#### TASK REQUIREMENTS:
Update everything from the line containing "Every stainless steel" down to the line containing "[[87, 303, 194, 372], [589, 270, 700, 341]]" by changing "boxed" to "outlined" and leaving all else unchanged, then give back only those lines.

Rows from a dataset
-.-.-
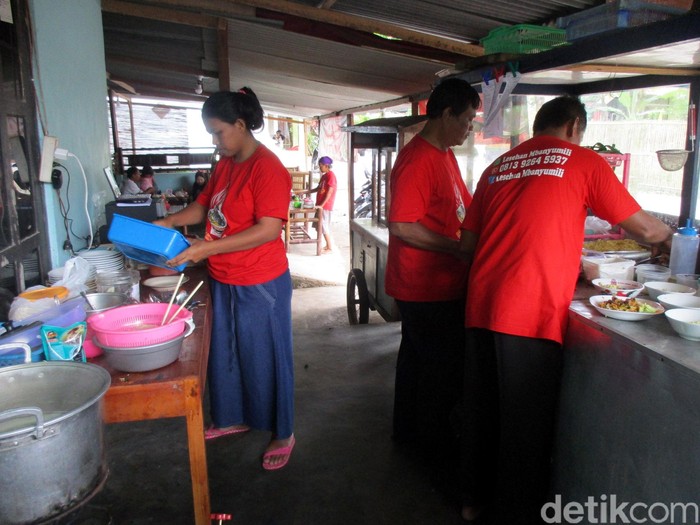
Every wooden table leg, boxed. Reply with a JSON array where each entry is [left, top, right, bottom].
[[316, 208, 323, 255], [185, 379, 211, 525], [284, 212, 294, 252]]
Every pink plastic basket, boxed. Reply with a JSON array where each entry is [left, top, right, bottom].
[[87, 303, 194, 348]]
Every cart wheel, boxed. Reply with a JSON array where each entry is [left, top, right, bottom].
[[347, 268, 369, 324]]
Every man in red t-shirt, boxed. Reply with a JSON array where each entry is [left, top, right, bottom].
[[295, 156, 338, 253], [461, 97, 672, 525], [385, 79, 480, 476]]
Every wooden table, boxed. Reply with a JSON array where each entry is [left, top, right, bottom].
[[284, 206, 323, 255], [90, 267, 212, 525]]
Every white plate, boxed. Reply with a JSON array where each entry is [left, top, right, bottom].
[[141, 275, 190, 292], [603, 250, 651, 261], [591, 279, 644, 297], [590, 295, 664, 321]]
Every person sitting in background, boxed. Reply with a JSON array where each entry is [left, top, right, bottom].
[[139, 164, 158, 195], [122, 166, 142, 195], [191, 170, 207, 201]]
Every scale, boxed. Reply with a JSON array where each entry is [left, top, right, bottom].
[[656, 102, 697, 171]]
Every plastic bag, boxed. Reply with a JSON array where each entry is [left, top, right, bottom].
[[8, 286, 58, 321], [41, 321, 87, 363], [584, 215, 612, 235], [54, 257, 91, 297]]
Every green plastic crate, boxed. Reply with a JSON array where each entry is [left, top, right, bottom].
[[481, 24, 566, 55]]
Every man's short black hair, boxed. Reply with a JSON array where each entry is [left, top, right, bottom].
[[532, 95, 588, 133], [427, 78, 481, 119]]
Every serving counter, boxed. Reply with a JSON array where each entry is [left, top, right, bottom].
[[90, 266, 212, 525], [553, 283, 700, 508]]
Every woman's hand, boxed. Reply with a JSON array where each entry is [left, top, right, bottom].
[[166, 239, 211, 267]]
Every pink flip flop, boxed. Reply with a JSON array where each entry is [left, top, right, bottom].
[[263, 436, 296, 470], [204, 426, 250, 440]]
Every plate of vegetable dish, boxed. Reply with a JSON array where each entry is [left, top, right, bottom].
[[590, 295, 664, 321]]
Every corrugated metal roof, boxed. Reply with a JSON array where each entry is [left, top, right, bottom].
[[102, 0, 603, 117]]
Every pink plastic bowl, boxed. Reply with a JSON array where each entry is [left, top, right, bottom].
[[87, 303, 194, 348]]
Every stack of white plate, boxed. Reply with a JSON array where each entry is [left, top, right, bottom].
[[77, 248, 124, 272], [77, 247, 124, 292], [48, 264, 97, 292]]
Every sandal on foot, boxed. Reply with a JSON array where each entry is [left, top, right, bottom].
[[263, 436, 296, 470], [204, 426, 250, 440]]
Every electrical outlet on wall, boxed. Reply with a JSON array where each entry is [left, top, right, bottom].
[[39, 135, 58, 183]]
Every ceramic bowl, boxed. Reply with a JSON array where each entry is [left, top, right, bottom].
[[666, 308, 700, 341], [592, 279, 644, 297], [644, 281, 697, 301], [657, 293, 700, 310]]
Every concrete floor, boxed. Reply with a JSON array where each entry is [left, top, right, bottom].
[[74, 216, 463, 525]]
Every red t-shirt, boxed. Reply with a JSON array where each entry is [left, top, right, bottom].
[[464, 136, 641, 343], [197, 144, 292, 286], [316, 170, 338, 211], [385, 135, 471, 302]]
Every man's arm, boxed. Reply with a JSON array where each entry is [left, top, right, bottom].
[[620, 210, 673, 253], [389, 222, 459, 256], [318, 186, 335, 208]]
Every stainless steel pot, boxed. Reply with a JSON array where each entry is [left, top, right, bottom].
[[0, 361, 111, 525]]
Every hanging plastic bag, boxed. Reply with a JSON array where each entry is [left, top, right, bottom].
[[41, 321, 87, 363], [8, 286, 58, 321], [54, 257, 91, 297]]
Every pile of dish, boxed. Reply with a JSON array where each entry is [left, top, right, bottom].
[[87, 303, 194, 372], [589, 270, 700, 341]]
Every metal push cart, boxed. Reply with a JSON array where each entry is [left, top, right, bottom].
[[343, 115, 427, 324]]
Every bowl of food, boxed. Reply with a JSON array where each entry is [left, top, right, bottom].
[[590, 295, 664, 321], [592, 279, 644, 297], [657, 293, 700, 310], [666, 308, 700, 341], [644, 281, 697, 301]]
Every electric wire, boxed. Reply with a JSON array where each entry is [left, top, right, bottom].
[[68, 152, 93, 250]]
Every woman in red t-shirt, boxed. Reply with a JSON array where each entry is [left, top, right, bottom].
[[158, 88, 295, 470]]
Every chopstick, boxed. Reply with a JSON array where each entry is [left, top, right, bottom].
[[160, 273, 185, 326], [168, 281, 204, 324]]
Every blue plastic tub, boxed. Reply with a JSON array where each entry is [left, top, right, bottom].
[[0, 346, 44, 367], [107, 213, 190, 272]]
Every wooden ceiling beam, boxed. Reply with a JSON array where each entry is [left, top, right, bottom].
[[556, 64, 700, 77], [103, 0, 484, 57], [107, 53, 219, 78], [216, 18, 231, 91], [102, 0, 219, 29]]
-.-.-
#### REPLY TO THE TASK:
Every stainless steel pot, outlined. Reply with a JSON array where each entry is [left, top, right, bottom].
[[0, 361, 111, 525]]
Every hanging plastic bag, outlined. Reply with a JSON array where each entry is [left, top, right, bottom].
[[41, 321, 87, 363], [8, 286, 58, 321], [54, 257, 91, 297]]
Every pile of dish, outlined. Reply with a JSON array where each entry is [left, top, right, bottom].
[[87, 303, 194, 372], [589, 270, 700, 341]]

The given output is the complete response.